## MATERIAL PROVIDED
==*==

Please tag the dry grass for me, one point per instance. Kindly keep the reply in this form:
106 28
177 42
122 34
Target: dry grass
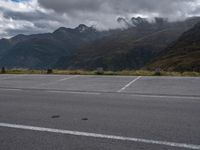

==*==

## REQUIRED TASK
Print every line of the records above word for word, leaving out the pictures.

## ANSWER
Please tag the dry grass for me, one point per instance. Kindly keep the reply in this form:
106 28
177 42
122 34
Target: dry grass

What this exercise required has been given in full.